_INPUT ROWS_
****

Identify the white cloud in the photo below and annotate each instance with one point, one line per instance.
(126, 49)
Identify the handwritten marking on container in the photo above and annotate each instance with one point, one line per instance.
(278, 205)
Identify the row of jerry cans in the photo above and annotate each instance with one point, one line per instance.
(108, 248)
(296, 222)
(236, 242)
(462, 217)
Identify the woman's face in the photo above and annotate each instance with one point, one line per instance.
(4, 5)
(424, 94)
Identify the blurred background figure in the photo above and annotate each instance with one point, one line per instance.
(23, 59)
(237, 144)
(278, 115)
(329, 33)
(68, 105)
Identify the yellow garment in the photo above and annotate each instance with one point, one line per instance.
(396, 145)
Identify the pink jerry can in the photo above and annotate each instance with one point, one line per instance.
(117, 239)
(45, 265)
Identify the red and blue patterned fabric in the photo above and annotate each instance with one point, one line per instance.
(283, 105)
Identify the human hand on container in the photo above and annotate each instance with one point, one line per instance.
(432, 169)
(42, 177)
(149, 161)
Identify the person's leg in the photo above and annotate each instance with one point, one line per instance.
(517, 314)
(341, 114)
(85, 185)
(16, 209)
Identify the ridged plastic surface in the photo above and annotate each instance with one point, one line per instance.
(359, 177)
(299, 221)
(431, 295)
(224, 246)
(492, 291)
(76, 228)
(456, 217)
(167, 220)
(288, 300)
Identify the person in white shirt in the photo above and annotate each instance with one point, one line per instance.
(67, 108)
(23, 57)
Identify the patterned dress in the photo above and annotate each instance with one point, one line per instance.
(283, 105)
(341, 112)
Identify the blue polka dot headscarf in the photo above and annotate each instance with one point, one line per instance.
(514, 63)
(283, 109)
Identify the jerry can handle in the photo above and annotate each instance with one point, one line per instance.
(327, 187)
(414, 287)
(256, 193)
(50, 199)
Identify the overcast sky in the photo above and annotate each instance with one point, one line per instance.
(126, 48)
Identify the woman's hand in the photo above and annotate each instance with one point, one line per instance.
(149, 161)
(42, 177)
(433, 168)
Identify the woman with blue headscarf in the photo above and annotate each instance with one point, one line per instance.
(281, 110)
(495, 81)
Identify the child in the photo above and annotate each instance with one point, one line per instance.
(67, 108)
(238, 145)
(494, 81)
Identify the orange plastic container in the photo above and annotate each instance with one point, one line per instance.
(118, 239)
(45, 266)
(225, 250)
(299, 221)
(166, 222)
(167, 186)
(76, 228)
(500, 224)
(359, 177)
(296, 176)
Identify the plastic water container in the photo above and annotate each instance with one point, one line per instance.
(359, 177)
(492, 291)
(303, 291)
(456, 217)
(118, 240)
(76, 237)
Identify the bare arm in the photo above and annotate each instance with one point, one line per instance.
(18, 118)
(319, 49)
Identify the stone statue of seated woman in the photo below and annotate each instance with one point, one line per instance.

****

_INSTRUCTION_
Could you rewrite every one of the rows above, substituting "mark" for "annotate" and keeping everything else the same?

_EXERCISE RESULT_
Identify the white cloud in the photo below and mark each instance with one point, one line per instance.
(126, 49)
Identify the handwritten marking on container in the photo above and mark each instance with one point, one line per instance.
(278, 205)
Identify the row of jerry cans in the photo above and mark each instance with one point, one line per instance.
(108, 248)
(296, 222)
(236, 242)
(462, 217)
Identify the woman's face in the photo above and mark each instance with one point, one line per instance.
(4, 5)
(424, 94)
Identify the blurred background figure in the photo above and mark each instance with one point, one line per instance.
(23, 59)
(237, 144)
(278, 115)
(329, 33)
(68, 105)
Identify the yellow garment in the photo above and mark each instance with one point, one line per instance.
(396, 145)
Identify the pink jerry can in the photo above and mark each instance with one point, one line per instance.
(117, 239)
(45, 265)
Identify the red and blue patterned fabric in the photo above and mark each instance with one point, one line per instance.
(283, 105)
Identify the human hand on container in the photo above and mark each instance with one point, one line per instance.
(432, 169)
(42, 177)
(149, 161)
Identify the person's leg in the photo above and mark each instance with one point, one line per instance.
(517, 314)
(341, 114)
(85, 185)
(16, 209)
Identify the ridged plastic surface in the photo above and mark each instance with one point, one line per instance.
(359, 177)
(299, 221)
(431, 295)
(224, 246)
(492, 291)
(76, 228)
(456, 217)
(167, 220)
(288, 300)
Identify the person in white shirt in the photo above and mark each instance with one point, one line per instance.
(67, 108)
(23, 57)
Identify the patterned dress in the photo above and mark each instance with one point, one line per instance.
(283, 105)
(341, 112)
Identify the blue polka dot headscarf in the photo above and mark each instance with one point, one line per instance.
(514, 63)
(283, 109)
Identify the jerry can handle in the photo above and mark each instance with one point, one line per instance.
(327, 187)
(414, 287)
(256, 193)
(50, 199)
Identify the overcast sky in the photo above and mark each instance with one point, one line per instance.
(126, 48)
Identify the woman's hand in the photo above and mark each instance with one point, one line per instance.
(149, 161)
(42, 177)
(433, 168)
Identify the woman with blue headscarf in the photo above and mark each instance with one point, one line per instance.
(281, 110)
(495, 81)
Identify the child in the photo above and mark each instance with one point, one line per instance.
(67, 108)
(238, 145)
(494, 81)
Identify the orange plastic container in the photo above and mark each instance with one point, one line per instance.
(118, 239)
(45, 266)
(225, 250)
(299, 221)
(166, 222)
(167, 186)
(76, 228)
(500, 224)
(359, 177)
(296, 176)
Identify the plastic water container in the photo above and mark each instance with one point, one line per instance.
(359, 177)
(492, 291)
(303, 291)
(456, 217)
(118, 240)
(76, 237)
Identify the bare arm in the photo above and mark each instance with one point, one line per instance.
(18, 118)
(319, 49)
Identify the stone statue of seated woman in the photo below and mark each instance with one point, one line per instance.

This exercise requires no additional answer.